>> BEGIN

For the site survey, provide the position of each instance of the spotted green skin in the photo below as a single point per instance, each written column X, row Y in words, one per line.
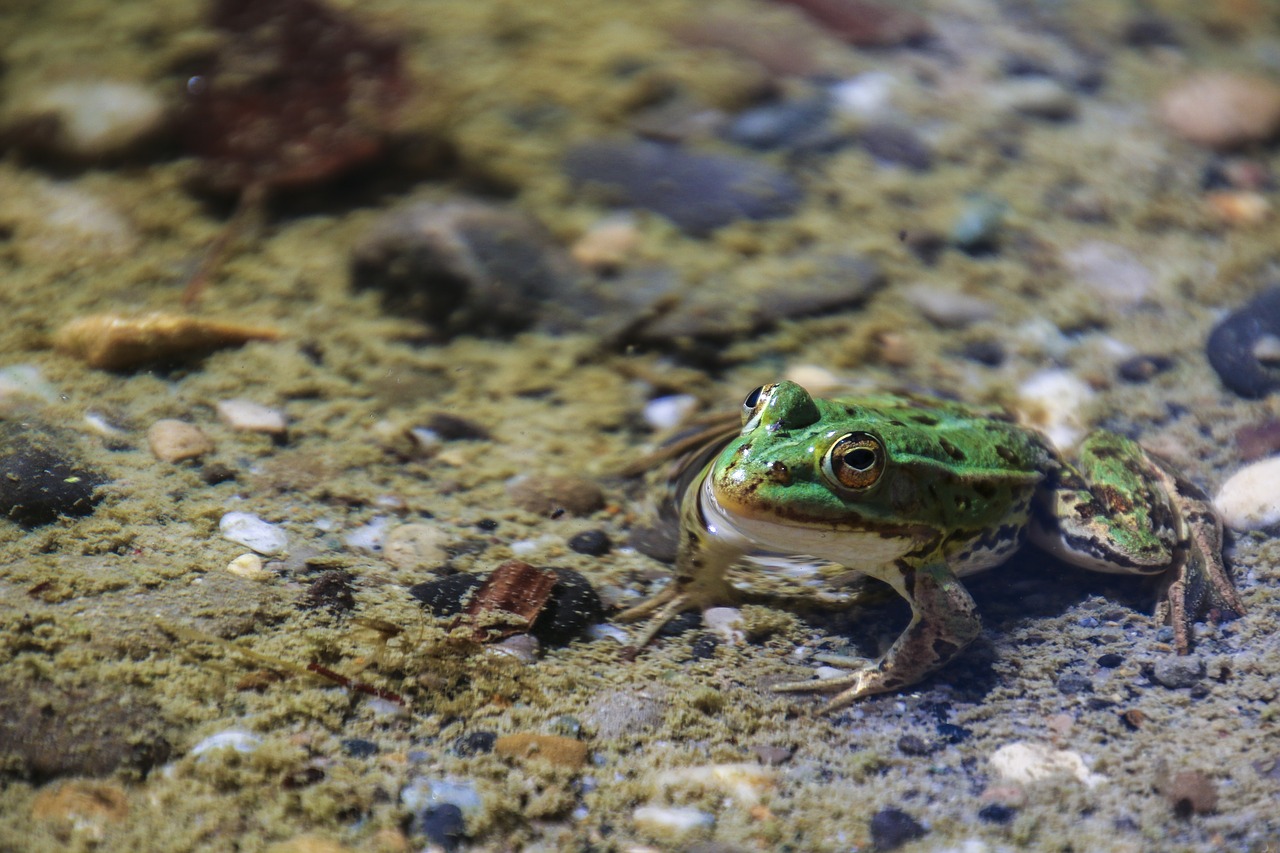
column 956, row 489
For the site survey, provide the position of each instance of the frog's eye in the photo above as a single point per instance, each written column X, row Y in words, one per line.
column 855, row 461
column 754, row 402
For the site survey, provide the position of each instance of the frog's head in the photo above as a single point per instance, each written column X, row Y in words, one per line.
column 800, row 461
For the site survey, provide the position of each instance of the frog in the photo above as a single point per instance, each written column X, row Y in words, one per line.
column 808, row 497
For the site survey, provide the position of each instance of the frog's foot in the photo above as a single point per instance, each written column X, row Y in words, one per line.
column 1198, row 583
column 944, row 621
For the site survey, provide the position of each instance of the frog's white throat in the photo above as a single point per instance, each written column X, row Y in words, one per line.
column 849, row 547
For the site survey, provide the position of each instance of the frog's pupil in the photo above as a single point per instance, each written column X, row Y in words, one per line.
column 860, row 459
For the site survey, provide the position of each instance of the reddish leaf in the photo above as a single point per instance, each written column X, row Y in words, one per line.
column 297, row 94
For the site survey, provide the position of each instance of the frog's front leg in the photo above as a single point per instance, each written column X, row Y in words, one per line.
column 1125, row 511
column 944, row 621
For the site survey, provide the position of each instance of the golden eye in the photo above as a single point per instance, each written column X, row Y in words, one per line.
column 855, row 461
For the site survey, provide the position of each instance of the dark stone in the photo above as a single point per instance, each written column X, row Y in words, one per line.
column 896, row 144
column 359, row 748
column 1232, row 343
column 443, row 826
column 465, row 267
column 996, row 813
column 593, row 543
column 446, row 596
column 1073, row 683
column 475, row 743
column 699, row 192
column 332, row 591
column 891, row 829
column 40, row 478
column 570, row 610
column 451, row 428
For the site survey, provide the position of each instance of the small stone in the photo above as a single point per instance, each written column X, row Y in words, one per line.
column 593, row 543
column 892, row 828
column 1178, row 671
column 250, row 568
column 562, row 752
column 1223, row 110
column 545, row 495
column 1251, row 498
column 252, row 532
column 174, row 441
column 415, row 547
column 251, row 416
column 88, row 121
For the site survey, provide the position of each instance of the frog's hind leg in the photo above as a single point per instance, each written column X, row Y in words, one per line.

>> END

▶ _Task goal_: Rewrite all of the data above, replacing "site survey" with "field study" and keeping everything else the same. Omit the pictures from your answer.

▶ _Result for this exercise_:
For the field study, provide the position of each instance of the spotted green skin in the photo below as a single point per instance, each written column X, row Y in words, one per line.
column 956, row 489
For the field study, provide the position of each instance of the frog's eye in the photo above as a single point per instance, each written column X, row Y in words, one per line.
column 855, row 461
column 754, row 402
For the field study, provide the position of each instance of the frog's head in the photo above as a single point per instance, each written column X, row Y in words, one per line.
column 800, row 461
For the field study, provide the position of each instance of the frog in the photo above as a single point per instance, each written column X, row Y in words, one per line.
column 808, row 497
For the field study, provide the position of each instance of the frog's foot in the photo above as a single point per instance, each written column X, row Y in words, one per line.
column 1198, row 583
column 944, row 621
For the field study, provide the position of each instance of the frog's white throat in the photo above as a single point per instance, each written column X, row Y in words, one per line.
column 849, row 547
For the field study, provide the position of each instance of the frog's pupil in the photo above as a single point per instance, each written column X, row Y in words, one per line.
column 860, row 459
For the field study, provide the position of each instance of the reddish leaf in the photo above as a single point per instance, each written column X, row Y in words, one per line.
column 297, row 94
For the field study, provide the position of each instance of the frog's front leg in the photo above as a single point per instance, each written column X, row Y in words, one per line.
column 1125, row 511
column 944, row 621
For the field study, provide the position of each instance of the golden eye in the photo above as a single point per instance, each written column X, row Y in words, one per line.
column 855, row 461
For the field study, provide the position of each instance of the dark stone in the photo above as a single point per instance, each written column X, row Y in words, one per line.
column 896, row 144
column 359, row 748
column 1232, row 343
column 443, row 826
column 465, row 267
column 996, row 813
column 593, row 543
column 446, row 596
column 1073, row 683
column 475, row 743
column 699, row 192
column 332, row 591
column 891, row 829
column 40, row 478
column 570, row 610
column 451, row 428
For the field study, provide the position of each instance of the small stone in the photo above as a single point per instance, each written column X, row Y in words, one per line.
column 593, row 543
column 892, row 828
column 1178, row 671
column 250, row 568
column 562, row 752
column 1223, row 110
column 545, row 495
column 1251, row 498
column 252, row 532
column 174, row 441
column 415, row 547
column 251, row 416
column 88, row 121
For the field study, provide the position of each instance of the frog's hind leg in the photo above as a single point per instance, each written column X, row Y in words, one per line.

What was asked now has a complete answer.